**Soal Tertulis**
Bisakah Anda meneruskan tulisan di bawah tentang pilihan Muhammadiyah untuk berbeda, mulai tepat setelah kalimat terakhirnya?

═════ Teks Bacaan

Tetapi yang lebih kentara adalah pilihan bahwa tidak harus bersatu dan malah harus berbeda. Memang meski memutuskan untuk berbeda, namun selalu diikuti anjuran untuk jangan meributkan masalah khilafiyah. Walaupun sebenarnya dalam kenyataanya agak sulit ditampik bahwa pemicu perbedaan itu sendiri memang datang dari pihak Muhammadiyah.
Sayangnya, kita pun tidak pernah diberi tahu, apa latar belakang kehendak untuk tidak menyatukan ini dan lebih memilih untuk berbeda?
Apakah karena kurang sreg dengan sosok pribadi Menteri Agamanya, yang dianggap bukan ulama, sehingga dianggap kurang berilmu?
Ataukah beranggapan bahwa jabatan Menteri Agama itu jabatan politis dan bukan orang ahli agama, sehingga dianggap tidak berwenang?
Atau harus orang Muhammadiyah dulu yang jadi Menteri Agama baru bisa kompak?
Ataukah memang doktirn dasar Muhammadiyah mengajarkan bahwa kita HARUS SELALU berbeda dan tidak mungkin disatukan, sebagaimana khilafiyah dalam qunut shubuh, jumlah rakaat tarawih dan bacaan ushalli? Dan yang penting jangan mempermasalahkan hal-hal khilafiyah, begitu kah?

══════════
═════ Data

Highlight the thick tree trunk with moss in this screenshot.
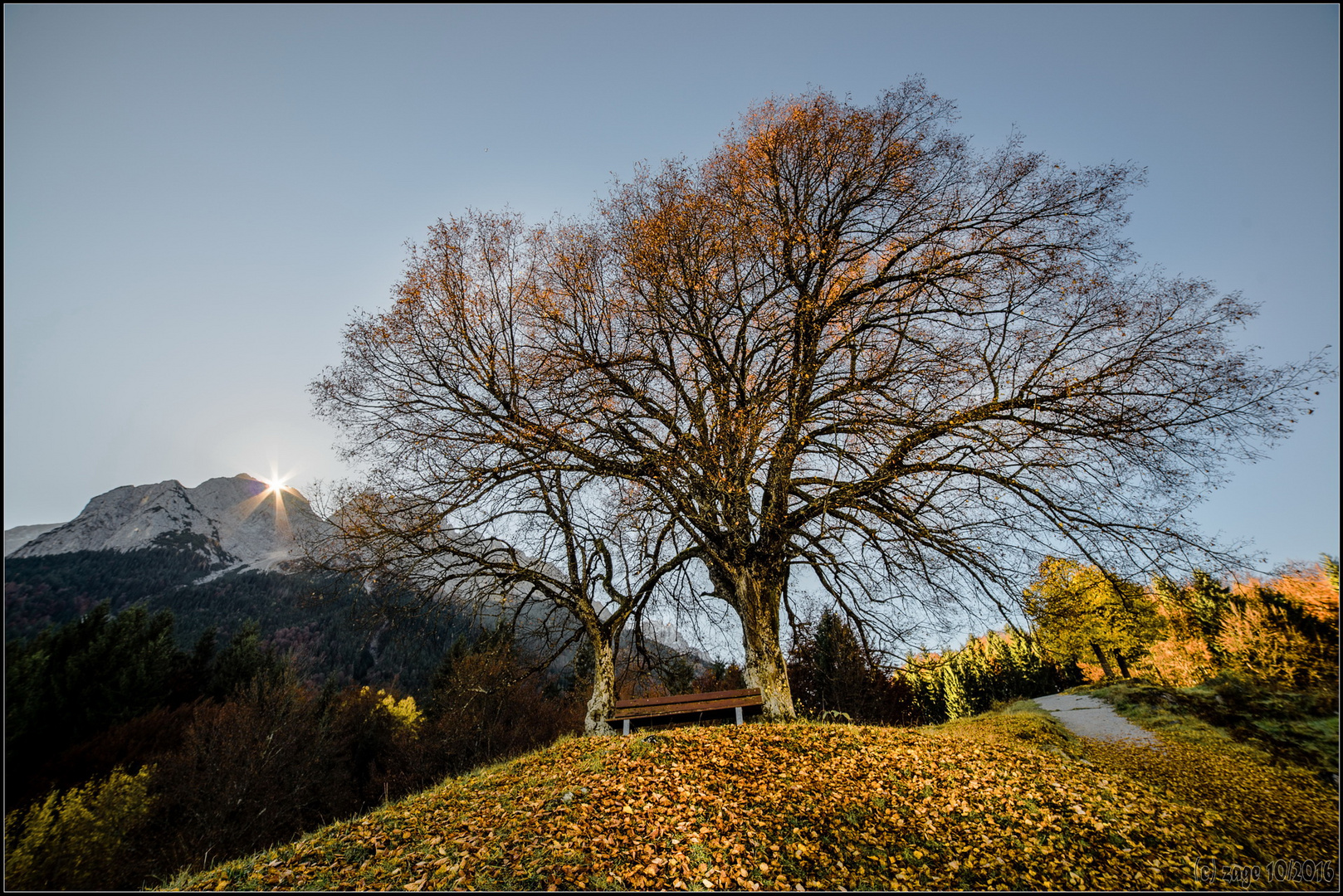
[709,567,796,722]
[583,636,615,735]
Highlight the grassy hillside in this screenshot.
[165,704,1338,891]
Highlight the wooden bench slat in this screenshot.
[615,688,760,709]
[611,692,764,722]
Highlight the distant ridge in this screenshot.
[5,473,322,568]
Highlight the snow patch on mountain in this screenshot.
[4,523,65,556]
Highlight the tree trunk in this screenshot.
[1091,640,1115,679]
[709,567,796,722]
[1115,650,1134,679]
[583,635,615,735]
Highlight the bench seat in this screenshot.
[607,688,763,733]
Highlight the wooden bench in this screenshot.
[606,688,763,735]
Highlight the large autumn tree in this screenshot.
[315,80,1328,718]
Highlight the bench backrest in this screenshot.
[611,688,761,720]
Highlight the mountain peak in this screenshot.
[5,473,321,568]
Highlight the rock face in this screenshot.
[5,473,322,568]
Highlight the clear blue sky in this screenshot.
[4,5,1339,582]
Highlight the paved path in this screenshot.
[1035,694,1162,747]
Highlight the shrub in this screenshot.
[5,768,150,889]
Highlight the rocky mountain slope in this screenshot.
[5,473,322,570]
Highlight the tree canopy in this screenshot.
[315,80,1330,718]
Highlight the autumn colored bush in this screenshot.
[1135,558,1339,689]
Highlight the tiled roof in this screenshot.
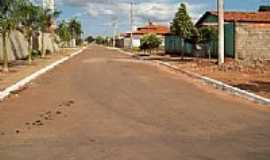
[208,12,270,23]
[133,23,170,34]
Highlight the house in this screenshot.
[121,21,170,47]
[196,11,270,59]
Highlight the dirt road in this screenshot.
[0,46,270,160]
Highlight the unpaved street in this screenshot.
[0,46,270,160]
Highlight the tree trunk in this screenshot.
[2,33,8,72]
[41,32,46,58]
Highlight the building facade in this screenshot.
[196,12,270,59]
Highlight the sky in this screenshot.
[51,0,270,37]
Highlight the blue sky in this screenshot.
[55,0,270,36]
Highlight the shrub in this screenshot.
[140,34,162,54]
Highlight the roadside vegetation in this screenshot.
[0,0,83,72]
[140,34,162,55]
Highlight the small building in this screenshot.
[196,11,270,59]
[124,22,170,47]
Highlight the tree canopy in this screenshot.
[171,3,195,39]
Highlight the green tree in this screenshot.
[171,3,195,58]
[199,27,218,60]
[19,0,40,64]
[56,20,71,46]
[0,0,20,72]
[140,34,162,54]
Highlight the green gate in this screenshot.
[224,23,235,57]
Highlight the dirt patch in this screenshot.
[0,49,78,90]
[156,58,270,98]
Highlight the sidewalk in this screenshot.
[0,48,79,91]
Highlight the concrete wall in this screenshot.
[34,33,59,53]
[0,31,28,61]
[235,23,270,59]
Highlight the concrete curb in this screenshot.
[114,49,270,106]
[156,61,270,106]
[0,47,86,101]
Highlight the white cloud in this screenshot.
[65,0,203,25]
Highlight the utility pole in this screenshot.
[129,0,134,49]
[217,0,225,65]
[112,22,117,47]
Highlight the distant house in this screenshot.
[121,22,170,47]
[196,11,270,59]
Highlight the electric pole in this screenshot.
[217,0,224,65]
[112,21,117,47]
[129,0,134,49]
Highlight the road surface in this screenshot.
[0,46,270,160]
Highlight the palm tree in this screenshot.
[19,0,40,64]
[38,9,60,58]
[69,18,83,47]
[0,0,20,72]
[171,3,194,59]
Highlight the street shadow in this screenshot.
[234,81,270,92]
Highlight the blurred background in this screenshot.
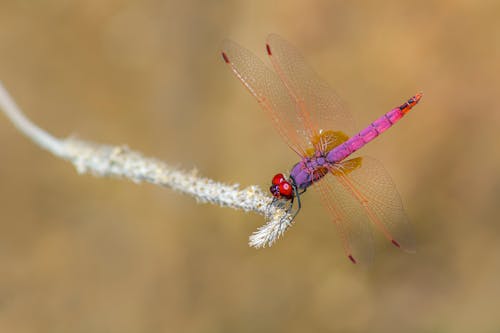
[0,0,500,333]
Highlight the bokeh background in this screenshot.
[0,0,500,333]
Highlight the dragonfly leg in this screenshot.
[288,175,306,221]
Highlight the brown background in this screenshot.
[0,0,500,333]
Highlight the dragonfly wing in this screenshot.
[313,170,373,264]
[330,156,415,252]
[266,34,354,150]
[222,40,309,156]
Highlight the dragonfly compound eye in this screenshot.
[272,173,285,185]
[279,181,293,197]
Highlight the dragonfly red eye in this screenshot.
[279,181,292,197]
[273,173,285,185]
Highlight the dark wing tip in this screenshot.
[222,51,229,64]
[391,239,401,248]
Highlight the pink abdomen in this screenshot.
[326,107,404,163]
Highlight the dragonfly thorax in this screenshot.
[269,173,294,200]
[290,154,331,189]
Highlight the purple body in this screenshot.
[290,103,407,189]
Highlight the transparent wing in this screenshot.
[328,156,415,252]
[222,40,309,156]
[313,169,373,264]
[266,34,354,150]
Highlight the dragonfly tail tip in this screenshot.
[347,254,357,264]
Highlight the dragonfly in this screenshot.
[222,34,422,264]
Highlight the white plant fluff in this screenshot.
[0,82,292,248]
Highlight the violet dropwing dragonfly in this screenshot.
[222,35,422,263]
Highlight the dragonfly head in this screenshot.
[269,173,293,200]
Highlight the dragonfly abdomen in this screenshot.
[326,94,422,163]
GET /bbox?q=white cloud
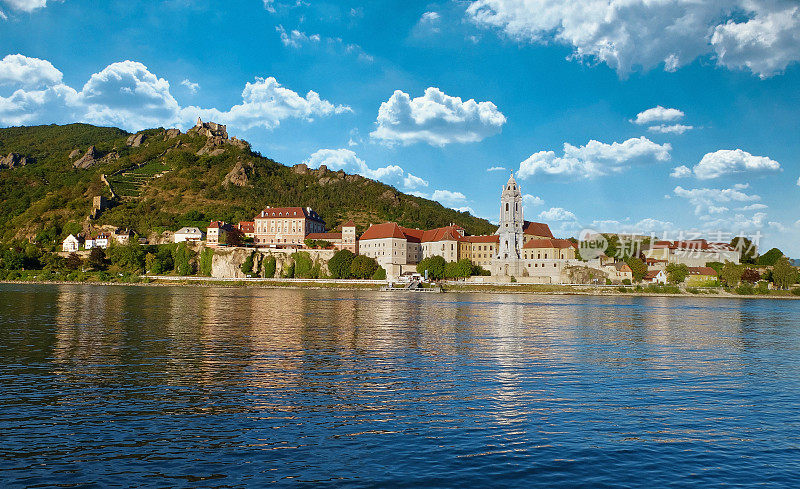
[694,149,781,180]
[430,190,467,207]
[467,0,800,78]
[181,78,200,95]
[303,149,428,190]
[522,194,544,207]
[669,165,692,178]
[517,137,672,179]
[275,25,321,49]
[0,54,63,88]
[0,57,351,131]
[370,87,506,146]
[647,124,694,134]
[539,207,578,221]
[673,184,761,215]
[631,105,685,125]
[3,0,47,12]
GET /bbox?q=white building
[61,234,83,253]
[173,227,205,243]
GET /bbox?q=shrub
[328,250,355,278]
[261,255,277,278]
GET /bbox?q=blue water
[0,285,800,488]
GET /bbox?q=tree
[719,262,744,287]
[261,255,277,278]
[328,250,355,278]
[731,236,758,265]
[666,263,689,285]
[625,256,647,282]
[292,251,314,278]
[417,255,447,280]
[200,248,214,277]
[772,257,797,289]
[758,248,783,267]
[172,242,192,275]
[86,248,106,270]
[742,268,761,284]
[350,255,378,278]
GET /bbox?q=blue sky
[0,0,800,257]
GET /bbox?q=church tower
[496,173,525,261]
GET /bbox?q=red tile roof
[306,233,342,241]
[689,267,717,277]
[464,234,500,243]
[256,207,325,222]
[522,221,553,238]
[523,238,578,250]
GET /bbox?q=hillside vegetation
[0,124,495,247]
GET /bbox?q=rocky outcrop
[125,132,145,148]
[223,160,253,187]
[72,146,99,169]
[0,153,36,168]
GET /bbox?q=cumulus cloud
[539,207,578,221]
[673,184,761,215]
[370,87,506,146]
[303,149,428,190]
[431,190,467,207]
[669,165,692,178]
[631,105,685,126]
[517,137,672,179]
[467,0,800,78]
[275,25,321,48]
[647,124,694,134]
[181,78,200,95]
[0,54,63,89]
[0,57,351,130]
[694,149,781,180]
[522,194,544,207]
[3,0,47,12]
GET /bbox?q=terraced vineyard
[109,161,171,199]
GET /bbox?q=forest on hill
[0,124,495,249]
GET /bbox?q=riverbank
[0,276,800,300]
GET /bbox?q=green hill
[0,124,495,246]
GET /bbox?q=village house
[172,226,205,243]
[253,207,325,248]
[306,221,358,254]
[206,221,236,247]
[61,234,84,253]
[684,267,718,287]
[84,233,109,250]
[644,239,741,267]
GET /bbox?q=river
[0,284,800,488]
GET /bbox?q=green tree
[261,255,277,278]
[417,255,447,280]
[758,248,783,267]
[772,257,797,289]
[200,248,214,277]
[239,251,256,274]
[86,248,106,270]
[719,262,744,287]
[172,242,192,276]
[350,255,378,279]
[328,250,355,278]
[666,263,689,285]
[731,236,758,265]
[625,256,647,282]
[292,251,314,278]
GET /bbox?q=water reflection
[0,285,800,486]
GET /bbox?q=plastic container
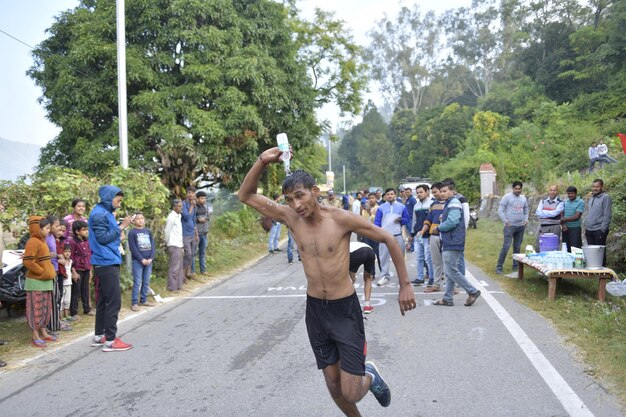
[583,245,605,269]
[276,133,291,174]
[539,233,559,252]
[526,245,535,256]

══════════

**Hasil Latihan**
Tentu Muhammadiyah yang paling tahu jawabannya.
Bercermin ke Negeri Islam Lain
Sebenarnya siapa yang berwenang mementukan awal Ramadhan tidak pernah jadi bahan perdebatan, kalau kita bicara di negeri muslim yang lain, seperti Mesir dan Saudi Arabia.
Mesir
Sebutlah misalnya Mesir yang rakyatnya kini sedang terancam perpecahan dan perang saudara. Tiap pergantian rezim selalu terjadi lewat kudeta militer dan menelan korban nyawa. Disana ada begitu banyak kelompok yang saling bermusuhan, baik dengan sesama kelompok lain, atau pun juga memusuhi pemerintah. Bahkan tidak sedikit kelompok yang terang-terangan mengkafirkan pemerintah serta menghalalkan darahnya.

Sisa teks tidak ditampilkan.